--- Records provided Enclosed Below ---

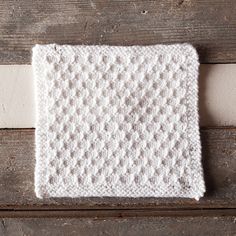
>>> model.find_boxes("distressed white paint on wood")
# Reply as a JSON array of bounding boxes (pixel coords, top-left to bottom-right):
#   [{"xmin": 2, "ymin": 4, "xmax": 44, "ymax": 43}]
[
  {"xmin": 0, "ymin": 64, "xmax": 235, "ymax": 128},
  {"xmin": 0, "ymin": 65, "xmax": 35, "ymax": 128},
  {"xmin": 199, "ymin": 65, "xmax": 236, "ymax": 126}
]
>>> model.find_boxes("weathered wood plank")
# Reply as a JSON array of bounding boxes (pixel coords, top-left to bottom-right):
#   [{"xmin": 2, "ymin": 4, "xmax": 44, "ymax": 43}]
[
  {"xmin": 0, "ymin": 216, "xmax": 235, "ymax": 236},
  {"xmin": 0, "ymin": 128, "xmax": 235, "ymax": 209},
  {"xmin": 0, "ymin": 0, "xmax": 236, "ymax": 64},
  {"xmin": 1, "ymin": 64, "xmax": 236, "ymax": 128}
]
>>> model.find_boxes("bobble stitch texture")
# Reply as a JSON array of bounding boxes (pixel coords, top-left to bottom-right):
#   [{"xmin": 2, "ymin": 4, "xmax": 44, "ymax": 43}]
[{"xmin": 33, "ymin": 44, "xmax": 205, "ymax": 200}]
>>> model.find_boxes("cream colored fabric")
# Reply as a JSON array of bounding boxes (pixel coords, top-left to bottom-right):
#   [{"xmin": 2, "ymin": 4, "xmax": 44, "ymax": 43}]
[{"xmin": 33, "ymin": 44, "xmax": 205, "ymax": 200}]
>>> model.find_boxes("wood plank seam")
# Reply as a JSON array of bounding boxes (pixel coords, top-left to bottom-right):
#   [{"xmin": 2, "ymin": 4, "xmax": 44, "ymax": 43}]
[{"xmin": 0, "ymin": 209, "xmax": 235, "ymax": 218}]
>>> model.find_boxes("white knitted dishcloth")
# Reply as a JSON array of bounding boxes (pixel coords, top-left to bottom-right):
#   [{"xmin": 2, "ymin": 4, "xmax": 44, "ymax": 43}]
[{"xmin": 33, "ymin": 44, "xmax": 205, "ymax": 200}]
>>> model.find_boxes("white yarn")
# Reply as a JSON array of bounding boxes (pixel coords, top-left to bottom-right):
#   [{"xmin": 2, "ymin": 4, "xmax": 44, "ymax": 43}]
[{"xmin": 32, "ymin": 44, "xmax": 205, "ymax": 200}]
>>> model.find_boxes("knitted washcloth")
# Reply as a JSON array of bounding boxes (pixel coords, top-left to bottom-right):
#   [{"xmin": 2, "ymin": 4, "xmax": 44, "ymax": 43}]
[{"xmin": 33, "ymin": 44, "xmax": 205, "ymax": 200}]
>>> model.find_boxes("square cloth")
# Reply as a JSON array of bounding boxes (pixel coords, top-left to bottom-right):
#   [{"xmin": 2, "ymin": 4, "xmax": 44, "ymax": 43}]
[{"xmin": 33, "ymin": 44, "xmax": 205, "ymax": 200}]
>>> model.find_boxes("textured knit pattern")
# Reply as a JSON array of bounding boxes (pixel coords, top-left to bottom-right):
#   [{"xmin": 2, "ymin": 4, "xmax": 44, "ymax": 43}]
[{"xmin": 32, "ymin": 44, "xmax": 205, "ymax": 200}]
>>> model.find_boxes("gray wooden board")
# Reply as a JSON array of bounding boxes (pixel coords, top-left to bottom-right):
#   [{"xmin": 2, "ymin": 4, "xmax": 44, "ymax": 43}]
[
  {"xmin": 0, "ymin": 128, "xmax": 235, "ymax": 209},
  {"xmin": 0, "ymin": 0, "xmax": 236, "ymax": 64},
  {"xmin": 0, "ymin": 216, "xmax": 236, "ymax": 236}
]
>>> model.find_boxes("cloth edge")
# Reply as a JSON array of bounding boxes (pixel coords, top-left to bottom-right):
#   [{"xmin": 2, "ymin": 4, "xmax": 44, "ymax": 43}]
[{"xmin": 32, "ymin": 43, "xmax": 205, "ymax": 200}]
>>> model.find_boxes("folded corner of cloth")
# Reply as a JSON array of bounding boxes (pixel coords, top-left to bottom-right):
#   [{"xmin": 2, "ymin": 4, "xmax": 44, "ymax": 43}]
[{"xmin": 32, "ymin": 43, "xmax": 205, "ymax": 200}]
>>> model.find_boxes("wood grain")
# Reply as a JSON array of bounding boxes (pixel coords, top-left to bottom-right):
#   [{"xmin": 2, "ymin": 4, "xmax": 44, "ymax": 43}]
[
  {"xmin": 0, "ymin": 216, "xmax": 235, "ymax": 236},
  {"xmin": 0, "ymin": 128, "xmax": 235, "ymax": 210},
  {"xmin": 0, "ymin": 0, "xmax": 236, "ymax": 64}
]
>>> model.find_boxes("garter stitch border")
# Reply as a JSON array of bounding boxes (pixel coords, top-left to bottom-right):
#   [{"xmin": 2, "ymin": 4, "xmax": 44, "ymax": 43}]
[{"xmin": 33, "ymin": 43, "xmax": 205, "ymax": 200}]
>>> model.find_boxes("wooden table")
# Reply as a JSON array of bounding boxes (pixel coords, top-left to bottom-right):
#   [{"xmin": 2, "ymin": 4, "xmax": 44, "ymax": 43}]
[{"xmin": 0, "ymin": 1, "xmax": 235, "ymax": 235}]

--- End of Enclosed Records provided ---

## Assignment
Write every line above again exactly, but leave the pictures out.

## Solution for this exercise
>>> model.find_boxes("distressed white paint on wood")
# Reply as a JSON array of bounding boxes (pixel coords, top-left to bottom-right):
#   [{"xmin": 2, "ymin": 4, "xmax": 44, "ymax": 43}]
[
  {"xmin": 0, "ymin": 64, "xmax": 235, "ymax": 128},
  {"xmin": 0, "ymin": 65, "xmax": 35, "ymax": 128},
  {"xmin": 199, "ymin": 65, "xmax": 236, "ymax": 126}
]
>>> model.find_boxes("weathered wood plank")
# Reply as a JSON array of bounding boxes (pixel coords, top-left to bottom-right):
#   [{"xmin": 2, "ymin": 4, "xmax": 44, "ymax": 43}]
[
  {"xmin": 0, "ymin": 216, "xmax": 235, "ymax": 236},
  {"xmin": 0, "ymin": 128, "xmax": 235, "ymax": 209},
  {"xmin": 0, "ymin": 0, "xmax": 236, "ymax": 64},
  {"xmin": 1, "ymin": 64, "xmax": 236, "ymax": 128}
]
>>> model.find_boxes("bobble stitch texture")
# Reply as a JSON array of bounding boxes (pixel coords, top-left to bottom-right):
#   [{"xmin": 2, "ymin": 4, "xmax": 44, "ymax": 43}]
[{"xmin": 33, "ymin": 44, "xmax": 205, "ymax": 200}]
>>> model.find_boxes("cream colored fabric")
# Reply as a JSON array of bounding boxes (pixel coords, top-left to bottom-right):
#   [{"xmin": 2, "ymin": 4, "xmax": 44, "ymax": 43}]
[{"xmin": 33, "ymin": 44, "xmax": 205, "ymax": 200}]
>>> model.find_boxes("wood plank seam")
# Reply as a JSON array of bounding boxes (pixel coords, top-left to bottom-right):
#   [{"xmin": 2, "ymin": 4, "xmax": 44, "ymax": 43}]
[{"xmin": 0, "ymin": 209, "xmax": 235, "ymax": 218}]
>>> model.find_boxes("white knitted dishcloth")
# Reply as a JSON array of bounding boxes (pixel coords, top-left to bottom-right):
#   [{"xmin": 2, "ymin": 4, "xmax": 44, "ymax": 43}]
[{"xmin": 33, "ymin": 44, "xmax": 205, "ymax": 200}]
>>> model.find_boxes("white yarn")
# Reply as a JSON array of bounding boxes (pixel coords, top-left to bottom-right):
#   [{"xmin": 2, "ymin": 4, "xmax": 44, "ymax": 43}]
[{"xmin": 32, "ymin": 44, "xmax": 205, "ymax": 200}]
>>> model.find_boxes("knitted washcloth")
# Reply as a JSON array of bounding boxes (pixel coords, top-left to bottom-right):
#   [{"xmin": 2, "ymin": 4, "xmax": 44, "ymax": 43}]
[{"xmin": 33, "ymin": 44, "xmax": 205, "ymax": 200}]
>>> model.find_boxes("square cloth")
# Reply as a JSON array of bounding boxes (pixel coords, top-left to bottom-right):
#   [{"xmin": 2, "ymin": 4, "xmax": 44, "ymax": 43}]
[{"xmin": 33, "ymin": 44, "xmax": 205, "ymax": 200}]
>>> model.find_boxes("textured knit pattern")
# Reply as a JSON array of bounding boxes (pixel coords, top-left to bottom-right):
#   [{"xmin": 2, "ymin": 4, "xmax": 44, "ymax": 43}]
[{"xmin": 32, "ymin": 44, "xmax": 205, "ymax": 200}]
>>> model.find_boxes("gray wooden board")
# Reply as a JSON array of bounding boxes (pixel coords, top-left to bottom-right):
#   [{"xmin": 2, "ymin": 4, "xmax": 44, "ymax": 43}]
[
  {"xmin": 0, "ymin": 128, "xmax": 235, "ymax": 209},
  {"xmin": 0, "ymin": 0, "xmax": 236, "ymax": 64},
  {"xmin": 0, "ymin": 216, "xmax": 236, "ymax": 236}
]
>>> model.find_boxes("cloth edge")
# Reply as a JSON array of bounding boxes (pixel coords, top-left to bottom-right):
#   [{"xmin": 2, "ymin": 4, "xmax": 44, "ymax": 43}]
[{"xmin": 32, "ymin": 43, "xmax": 205, "ymax": 200}]
>>> model.find_boxes("folded corner of cloth")
# Reply as a JSON array of bounding boxes (pixel coords, top-left to bottom-right):
#   [{"xmin": 2, "ymin": 4, "xmax": 44, "ymax": 43}]
[{"xmin": 32, "ymin": 43, "xmax": 205, "ymax": 200}]
>>> model.find_boxes("wood grain")
# Reply as a JSON array of bounding boxes (pixel coords, top-left to bottom-right):
#   [{"xmin": 2, "ymin": 4, "xmax": 44, "ymax": 43}]
[
  {"xmin": 0, "ymin": 216, "xmax": 235, "ymax": 236},
  {"xmin": 0, "ymin": 128, "xmax": 235, "ymax": 210},
  {"xmin": 0, "ymin": 0, "xmax": 236, "ymax": 64}
]
>>> model.find_boxes("garter stitch border")
# Reply as a JSON array of bounding boxes (pixel coords, top-left to bottom-right):
#   [{"xmin": 2, "ymin": 4, "xmax": 44, "ymax": 43}]
[{"xmin": 33, "ymin": 43, "xmax": 205, "ymax": 200}]
>>> model.find_boxes("wooden table")
# Reply as a JSON array of bounding boxes (pixel coords, top-left to bottom-right):
#   [{"xmin": 2, "ymin": 4, "xmax": 44, "ymax": 43}]
[{"xmin": 0, "ymin": 1, "xmax": 235, "ymax": 235}]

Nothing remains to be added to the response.